TASK STATEMENT:
What follows is a set of entries. Give them again exactly, without the pictures.
══════════════════════════════
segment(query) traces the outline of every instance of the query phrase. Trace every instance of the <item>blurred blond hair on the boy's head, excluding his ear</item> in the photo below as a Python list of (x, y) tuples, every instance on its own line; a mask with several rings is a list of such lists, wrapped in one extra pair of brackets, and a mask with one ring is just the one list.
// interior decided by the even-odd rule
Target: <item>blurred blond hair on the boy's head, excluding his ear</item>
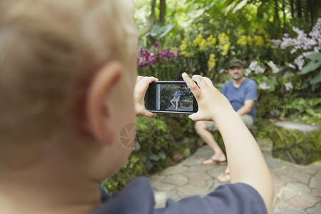
[(111, 60), (126, 70), (136, 29), (125, 0), (0, 4), (1, 163), (77, 131), (93, 72)]

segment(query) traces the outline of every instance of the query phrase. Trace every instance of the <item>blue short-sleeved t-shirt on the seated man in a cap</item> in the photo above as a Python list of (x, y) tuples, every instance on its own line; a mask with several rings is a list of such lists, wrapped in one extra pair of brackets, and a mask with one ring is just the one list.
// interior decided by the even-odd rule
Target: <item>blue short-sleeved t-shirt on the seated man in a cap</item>
[[(222, 88), (223, 95), (228, 98), (230, 104), (234, 108), (235, 111), (238, 111), (242, 106), (244, 106), (244, 102), (247, 100), (258, 101), (258, 88), (255, 81), (250, 78), (245, 78), (245, 81), (240, 85), (240, 87), (235, 88), (233, 86), (233, 81), (228, 81), (223, 85)], [(250, 116), (253, 116), (253, 120), (255, 121), (255, 103), (250, 111)]]

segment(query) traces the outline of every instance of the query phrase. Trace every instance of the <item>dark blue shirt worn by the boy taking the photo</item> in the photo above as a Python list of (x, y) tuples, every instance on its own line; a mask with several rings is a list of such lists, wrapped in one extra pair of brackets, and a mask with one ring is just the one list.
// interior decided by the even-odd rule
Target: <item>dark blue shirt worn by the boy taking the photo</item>
[(205, 197), (194, 195), (175, 202), (168, 199), (164, 208), (154, 208), (153, 189), (148, 178), (136, 178), (117, 195), (102, 191), (102, 205), (93, 214), (192, 214), (192, 213), (267, 213), (258, 192), (245, 183), (220, 185)]

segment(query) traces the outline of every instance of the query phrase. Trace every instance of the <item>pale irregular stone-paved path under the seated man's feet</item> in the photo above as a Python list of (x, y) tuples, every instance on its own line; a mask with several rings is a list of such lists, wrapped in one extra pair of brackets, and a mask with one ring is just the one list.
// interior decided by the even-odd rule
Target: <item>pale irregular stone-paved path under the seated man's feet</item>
══════════════════════════════
SOLUTION:
segment(query) traces the outline of every instance of the query phrase. Trace every instance of the <item>blurred blond hair on the boy's head, excluding his ear</item> in the photo below as a Python list of (x, y) tuples, every instance on its own line; a mask with several rings is a list of such lists, wrapped in one extra pair of brackets, and a mask with one ring is just the one list.
// interior decided by the even-odd rule
Target: <item>blurred blond hair on the boy's head, excluding his ear</item>
[(111, 60), (126, 70), (136, 29), (125, 0), (0, 4), (1, 163), (77, 131), (93, 72)]

segment(query) traces the outline of every instance of the query phrase. Trace every instance of the <item>blue short-sleeved t-shirt on the seated man in a cap</item> in the photo above as a Python list of (x, y) tuples, every instance on its own line; a mask with several rings is a list of such lists, wrapped in one extra pair of brackets, and a mask with one ring is just the one list.
// interior decided by the even-odd rule
Target: <item>blue short-sleeved t-shirt on the seated man in a cap</item>
[[(222, 88), (223, 95), (228, 98), (230, 104), (234, 108), (235, 111), (238, 111), (242, 106), (244, 106), (244, 102), (247, 100), (258, 101), (258, 88), (255, 81), (250, 78), (245, 78), (245, 81), (240, 85), (240, 87), (235, 88), (233, 86), (233, 81), (228, 81), (223, 85)], [(250, 116), (253, 116), (253, 120), (255, 121), (255, 103), (250, 111)]]

segment(query) traces the outline of every instance of the query phrase. Trace every instance of the <item>dark blue shirt worn by the boy taking the photo</item> in the photo above as a Python list of (x, y) tuples, every instance on its own line; a mask with several rings is a list of such lists, wrapped in one extra pair of brackets, and a mask with one ring is just the one list.
// interior decided by the even-odd rule
Target: <item>dark blue shirt worn by the boy taking the photo</item>
[(205, 197), (194, 195), (175, 202), (168, 199), (164, 208), (154, 208), (153, 189), (148, 178), (136, 178), (117, 195), (102, 191), (102, 205), (93, 214), (192, 214), (192, 213), (267, 213), (258, 192), (245, 183), (220, 185)]

segment(query) traces the outline of every instance of the query phrase. Trace every instance of the <item>pale irregular stone-paved path under the seated man's feet</item> in the photo above as a Python list of (x, y) tuples, every instance on its own line; a mask with several rings is a list of such lists, wrapped in one extra pair of brackets, and a mask with one ring is just the one list.
// interior decided by the even-odd rule
Target: <item>pale irregular stone-paved path under the seated man's feet</item>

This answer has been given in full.